### PROBLEM
Could you write out every entry exactly as it stands?

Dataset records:
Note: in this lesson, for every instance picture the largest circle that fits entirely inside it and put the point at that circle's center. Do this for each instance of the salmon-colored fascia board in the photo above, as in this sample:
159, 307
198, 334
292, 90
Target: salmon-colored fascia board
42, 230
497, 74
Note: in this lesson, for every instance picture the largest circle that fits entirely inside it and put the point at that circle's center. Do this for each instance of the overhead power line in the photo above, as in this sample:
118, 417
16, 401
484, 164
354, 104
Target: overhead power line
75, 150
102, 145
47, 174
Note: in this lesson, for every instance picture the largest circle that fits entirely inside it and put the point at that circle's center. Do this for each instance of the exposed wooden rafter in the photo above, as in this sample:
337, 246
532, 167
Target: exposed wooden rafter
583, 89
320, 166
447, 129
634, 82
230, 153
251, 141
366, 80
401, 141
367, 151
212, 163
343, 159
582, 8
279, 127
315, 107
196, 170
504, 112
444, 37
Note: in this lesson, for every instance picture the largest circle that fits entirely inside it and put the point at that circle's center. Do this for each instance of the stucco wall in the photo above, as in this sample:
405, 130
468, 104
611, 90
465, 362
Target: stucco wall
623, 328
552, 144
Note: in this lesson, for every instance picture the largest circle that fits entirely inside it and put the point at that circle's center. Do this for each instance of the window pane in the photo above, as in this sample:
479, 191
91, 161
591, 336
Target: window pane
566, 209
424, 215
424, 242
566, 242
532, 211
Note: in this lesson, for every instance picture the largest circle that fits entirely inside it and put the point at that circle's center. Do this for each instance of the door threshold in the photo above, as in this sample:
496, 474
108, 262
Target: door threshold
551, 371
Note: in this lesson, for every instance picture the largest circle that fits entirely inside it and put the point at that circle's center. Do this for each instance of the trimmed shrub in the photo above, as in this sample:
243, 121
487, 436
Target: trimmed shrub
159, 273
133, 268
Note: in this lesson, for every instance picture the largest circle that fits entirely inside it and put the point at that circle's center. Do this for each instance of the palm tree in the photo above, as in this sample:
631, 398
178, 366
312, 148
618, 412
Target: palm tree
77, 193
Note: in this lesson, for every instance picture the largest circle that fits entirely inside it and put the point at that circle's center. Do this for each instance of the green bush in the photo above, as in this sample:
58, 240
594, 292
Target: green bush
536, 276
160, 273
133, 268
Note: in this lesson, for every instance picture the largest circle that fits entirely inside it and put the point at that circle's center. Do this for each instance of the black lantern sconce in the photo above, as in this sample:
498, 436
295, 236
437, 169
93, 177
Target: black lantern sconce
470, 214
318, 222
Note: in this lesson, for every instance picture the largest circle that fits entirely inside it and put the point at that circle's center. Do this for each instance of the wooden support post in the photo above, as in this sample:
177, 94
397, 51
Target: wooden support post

### EXERCISE OUTPUT
Note: in this lesson, for every instance picture the largest circle that fits entirely inside it and put the point at that circle's center. Do this for each instance of the salmon-colored fascia board in the photo above, as in this sample:
159, 307
198, 334
292, 90
Target: salmon-colored fascia board
42, 230
497, 74
Note: in this lesson, for every instance picture the largest circle that fits entirely inside it and put the point at that circle's center. Do this for each instance of the overhead power line in the photo above, as in this sample:
118, 417
16, 401
484, 164
354, 104
Target: overhead power line
75, 150
102, 145
47, 174
Note: in this lesson, for every instance picture the largest circle that fits entirely inside it and put the point at that circle's center. Do this for each instance of the exposed wooden rafter in the photo above, as in this sample:
337, 246
532, 167
Target: exposed wooden rafter
583, 89
320, 166
447, 129
634, 82
230, 153
251, 141
366, 80
401, 141
367, 151
212, 163
343, 159
582, 8
279, 127
315, 107
196, 170
504, 112
444, 37
Note: in this lesson, for every instance picture the largest circle that fits entirely inside it and put the point at that circle's center. Do this for each instance of the stucco wall in the photo above, as in this sample:
405, 130
468, 104
611, 90
465, 362
Target: stucco wall
623, 328
552, 144
Note: in this lesson, for every instance picture the largest circle that fits entirely inside it and put the point at that circle's center. Do this for each instance of the window pane in the photo above, as in this sample:
479, 191
91, 161
591, 336
Target: window pane
566, 209
424, 215
424, 242
566, 242
532, 211
Note: in this lesson, for every instance picture the largest circle that fits entirely inside it and put the point at that circle's center. Do this for each instance of the door threshold in the photo above, as in this sample:
496, 474
108, 262
Target: door threshold
551, 371
Note: in this lesson, for every instance picture the largest circle that fits entirely inside it and put the point at that circle's center. Do this for each instance of the trimmed shrub in the photo above, as in this sample:
243, 121
487, 436
Target: trimmed shrub
159, 273
133, 268
Note: in this lesson, for every instance picture the largest circle that fits entirely inside it and put the point at that circle's center. Do this for each instance of the palm tree in the photo above, as in this sample:
631, 398
178, 366
312, 148
618, 412
Target: palm tree
77, 193
Note: in this lesson, for every instance picture the largest circle that fits entirely inside it and put the point at that circle's center. Do this for each instance of the green bush in the photo above, as in this sample:
58, 240
594, 292
Target: green bush
536, 276
160, 273
133, 268
Note: in this lesson, for every instance picture the largest circle that fits entirely inside it and put the point at that circle's center. Do this for each instance of the black lantern sconce in the photo above, as in this sample:
498, 436
295, 236
437, 169
93, 177
Target: black lantern sconce
470, 214
318, 222
Note: in this lesson, for every instance picture the largest circle that fits entirely inside it and put the point at that circle's center. Do this for each instance of the wooden support post in the photo above, as in this sample:
177, 94
397, 51
Target: wooden support post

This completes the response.